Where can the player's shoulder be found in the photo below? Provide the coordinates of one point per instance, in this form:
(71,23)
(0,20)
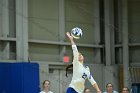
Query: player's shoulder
(50,92)
(87,68)
(42,92)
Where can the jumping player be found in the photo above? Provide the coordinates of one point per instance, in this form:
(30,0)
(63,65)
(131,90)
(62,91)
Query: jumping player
(80,72)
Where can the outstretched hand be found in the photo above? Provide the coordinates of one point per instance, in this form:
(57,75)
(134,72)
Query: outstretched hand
(69,36)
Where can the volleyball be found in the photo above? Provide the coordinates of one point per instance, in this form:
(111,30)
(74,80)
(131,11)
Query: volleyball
(76,33)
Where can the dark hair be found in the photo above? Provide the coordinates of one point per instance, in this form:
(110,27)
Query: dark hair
(126,88)
(108,84)
(67,68)
(44,82)
(86,89)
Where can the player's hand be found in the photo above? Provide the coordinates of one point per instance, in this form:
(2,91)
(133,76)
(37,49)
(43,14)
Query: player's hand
(99,91)
(69,36)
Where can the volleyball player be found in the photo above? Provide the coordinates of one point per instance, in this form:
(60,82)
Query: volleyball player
(80,72)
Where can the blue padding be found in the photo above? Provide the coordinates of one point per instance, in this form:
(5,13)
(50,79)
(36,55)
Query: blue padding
(19,77)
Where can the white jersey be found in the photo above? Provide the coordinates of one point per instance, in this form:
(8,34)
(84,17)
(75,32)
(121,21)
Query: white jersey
(46,92)
(80,73)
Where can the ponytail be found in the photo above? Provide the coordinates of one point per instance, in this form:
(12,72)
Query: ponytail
(67,68)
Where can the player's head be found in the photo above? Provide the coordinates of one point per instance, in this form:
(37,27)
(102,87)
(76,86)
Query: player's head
(86,90)
(109,87)
(80,57)
(125,90)
(46,84)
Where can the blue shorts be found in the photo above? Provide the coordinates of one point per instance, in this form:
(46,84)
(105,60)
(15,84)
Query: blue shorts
(71,90)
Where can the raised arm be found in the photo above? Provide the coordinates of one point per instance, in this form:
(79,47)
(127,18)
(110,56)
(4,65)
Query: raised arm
(74,47)
(97,88)
(70,38)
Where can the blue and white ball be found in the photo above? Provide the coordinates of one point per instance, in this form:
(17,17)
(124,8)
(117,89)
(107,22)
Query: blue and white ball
(76,33)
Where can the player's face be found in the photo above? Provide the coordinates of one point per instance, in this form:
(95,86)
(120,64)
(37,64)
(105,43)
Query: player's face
(87,91)
(125,90)
(109,87)
(81,57)
(47,84)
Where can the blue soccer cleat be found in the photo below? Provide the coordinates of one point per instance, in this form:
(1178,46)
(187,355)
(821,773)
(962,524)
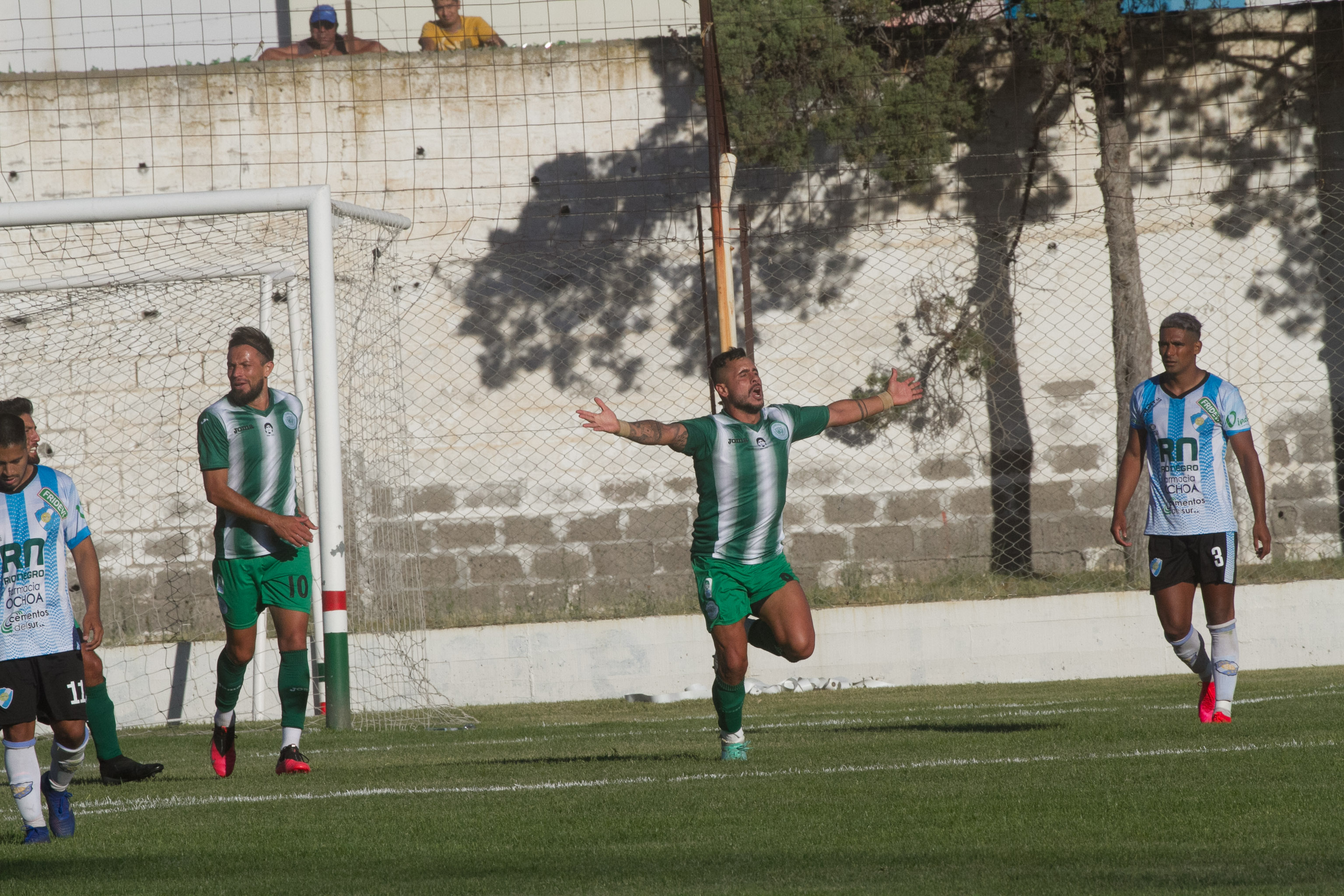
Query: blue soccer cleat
(35,835)
(734,752)
(58,809)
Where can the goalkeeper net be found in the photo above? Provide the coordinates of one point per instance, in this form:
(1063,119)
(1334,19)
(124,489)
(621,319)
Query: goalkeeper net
(117,332)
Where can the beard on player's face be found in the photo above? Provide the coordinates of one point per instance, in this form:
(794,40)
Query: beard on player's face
(245,393)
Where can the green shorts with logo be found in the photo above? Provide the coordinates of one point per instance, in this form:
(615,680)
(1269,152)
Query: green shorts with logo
(730,592)
(248,585)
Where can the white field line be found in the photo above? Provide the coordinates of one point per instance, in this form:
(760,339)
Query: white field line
(147,804)
(877,718)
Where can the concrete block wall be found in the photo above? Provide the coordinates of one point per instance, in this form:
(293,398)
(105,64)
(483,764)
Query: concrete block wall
(518,514)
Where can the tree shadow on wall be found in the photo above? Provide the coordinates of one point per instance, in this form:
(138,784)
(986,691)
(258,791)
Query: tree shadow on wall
(605,249)
(1288,91)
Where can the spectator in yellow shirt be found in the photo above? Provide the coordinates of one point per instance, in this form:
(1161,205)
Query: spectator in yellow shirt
(455,32)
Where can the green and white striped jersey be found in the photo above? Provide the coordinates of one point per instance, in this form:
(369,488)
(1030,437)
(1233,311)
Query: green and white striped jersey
(741,473)
(259,452)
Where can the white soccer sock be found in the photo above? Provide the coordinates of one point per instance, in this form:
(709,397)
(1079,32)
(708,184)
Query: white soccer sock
(1226,656)
(1191,652)
(65,761)
(21,763)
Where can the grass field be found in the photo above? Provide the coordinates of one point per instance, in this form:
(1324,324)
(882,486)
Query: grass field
(1061,788)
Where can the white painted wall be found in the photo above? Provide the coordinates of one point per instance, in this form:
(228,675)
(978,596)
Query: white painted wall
(1081,636)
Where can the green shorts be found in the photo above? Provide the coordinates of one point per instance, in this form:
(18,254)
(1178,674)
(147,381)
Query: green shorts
(246,585)
(730,592)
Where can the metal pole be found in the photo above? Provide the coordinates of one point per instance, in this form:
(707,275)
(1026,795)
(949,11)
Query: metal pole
(721,164)
(331,525)
(705,303)
(745,253)
(307,462)
(284,35)
(259,664)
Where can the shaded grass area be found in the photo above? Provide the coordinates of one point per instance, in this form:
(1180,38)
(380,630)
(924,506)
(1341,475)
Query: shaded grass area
(1060,788)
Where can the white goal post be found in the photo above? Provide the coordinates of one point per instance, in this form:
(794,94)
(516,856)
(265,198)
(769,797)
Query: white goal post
(320,209)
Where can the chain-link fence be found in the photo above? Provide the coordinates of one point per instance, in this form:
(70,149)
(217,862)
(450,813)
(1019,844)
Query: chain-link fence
(1001,483)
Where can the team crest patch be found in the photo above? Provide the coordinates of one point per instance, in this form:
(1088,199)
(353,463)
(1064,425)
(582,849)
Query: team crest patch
(57,504)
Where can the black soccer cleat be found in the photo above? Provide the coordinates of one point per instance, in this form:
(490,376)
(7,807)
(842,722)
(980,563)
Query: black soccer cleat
(124,770)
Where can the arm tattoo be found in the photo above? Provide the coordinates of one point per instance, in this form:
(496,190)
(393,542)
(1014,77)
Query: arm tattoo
(655,433)
(647,433)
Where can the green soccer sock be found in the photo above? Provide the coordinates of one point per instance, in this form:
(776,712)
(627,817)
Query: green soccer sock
(728,703)
(103,722)
(229,682)
(294,688)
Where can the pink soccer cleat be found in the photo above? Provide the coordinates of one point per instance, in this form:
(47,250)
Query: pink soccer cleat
(1206,702)
(222,754)
(292,762)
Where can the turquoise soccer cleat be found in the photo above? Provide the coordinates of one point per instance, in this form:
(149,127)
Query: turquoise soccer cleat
(735,752)
(58,809)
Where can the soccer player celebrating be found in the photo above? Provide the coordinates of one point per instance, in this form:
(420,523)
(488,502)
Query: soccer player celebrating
(113,766)
(1183,421)
(261,540)
(746,588)
(41,647)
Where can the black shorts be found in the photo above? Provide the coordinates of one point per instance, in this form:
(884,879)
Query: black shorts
(50,686)
(1199,559)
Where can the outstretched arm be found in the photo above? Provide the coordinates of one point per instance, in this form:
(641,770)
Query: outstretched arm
(641,432)
(851,410)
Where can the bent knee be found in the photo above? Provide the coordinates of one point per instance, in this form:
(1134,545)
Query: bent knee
(800,649)
(241,656)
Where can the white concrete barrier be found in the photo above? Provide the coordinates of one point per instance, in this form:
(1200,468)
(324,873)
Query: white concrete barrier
(1078,636)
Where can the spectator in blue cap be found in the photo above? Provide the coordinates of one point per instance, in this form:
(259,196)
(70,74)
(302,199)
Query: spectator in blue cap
(324,41)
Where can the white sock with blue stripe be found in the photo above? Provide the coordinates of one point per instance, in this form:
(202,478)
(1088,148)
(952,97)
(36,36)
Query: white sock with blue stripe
(65,761)
(21,765)
(1226,656)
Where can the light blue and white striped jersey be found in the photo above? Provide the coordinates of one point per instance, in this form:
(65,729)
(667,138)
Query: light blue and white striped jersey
(42,523)
(1186,445)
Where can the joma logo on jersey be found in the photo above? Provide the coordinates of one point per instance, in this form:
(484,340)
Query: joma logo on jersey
(57,504)
(1175,452)
(22,556)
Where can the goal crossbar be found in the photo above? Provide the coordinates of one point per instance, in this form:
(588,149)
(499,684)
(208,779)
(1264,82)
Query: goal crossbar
(277,273)
(319,206)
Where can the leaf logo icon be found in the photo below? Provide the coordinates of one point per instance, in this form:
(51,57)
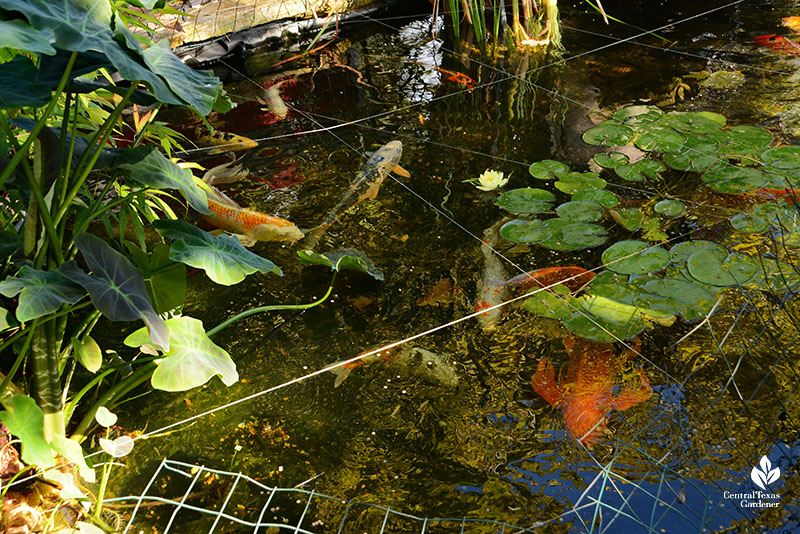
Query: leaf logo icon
(765,475)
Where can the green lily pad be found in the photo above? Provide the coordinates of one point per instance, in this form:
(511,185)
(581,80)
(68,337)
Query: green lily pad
(628,218)
(519,231)
(638,115)
(611,160)
(574,182)
(711,267)
(526,200)
(599,329)
(749,223)
(640,170)
(670,208)
(605,198)
(782,157)
(680,253)
(634,257)
(580,211)
(609,133)
(547,169)
(731,179)
(660,140)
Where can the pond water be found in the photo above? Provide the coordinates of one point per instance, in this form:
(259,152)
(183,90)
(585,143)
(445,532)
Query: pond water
(466,435)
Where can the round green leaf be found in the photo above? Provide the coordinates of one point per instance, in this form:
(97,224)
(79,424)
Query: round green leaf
(610,160)
(670,208)
(526,200)
(731,179)
(607,199)
(711,267)
(546,169)
(660,140)
(609,133)
(640,170)
(525,231)
(580,211)
(634,257)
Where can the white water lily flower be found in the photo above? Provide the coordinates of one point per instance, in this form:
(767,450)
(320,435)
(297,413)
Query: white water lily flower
━━━━━━
• [ACTIVITY]: Lines containing the word "below" are to be tallied across the entries above; give only the resulting count.

• [FINISHED EXERCISE]: 3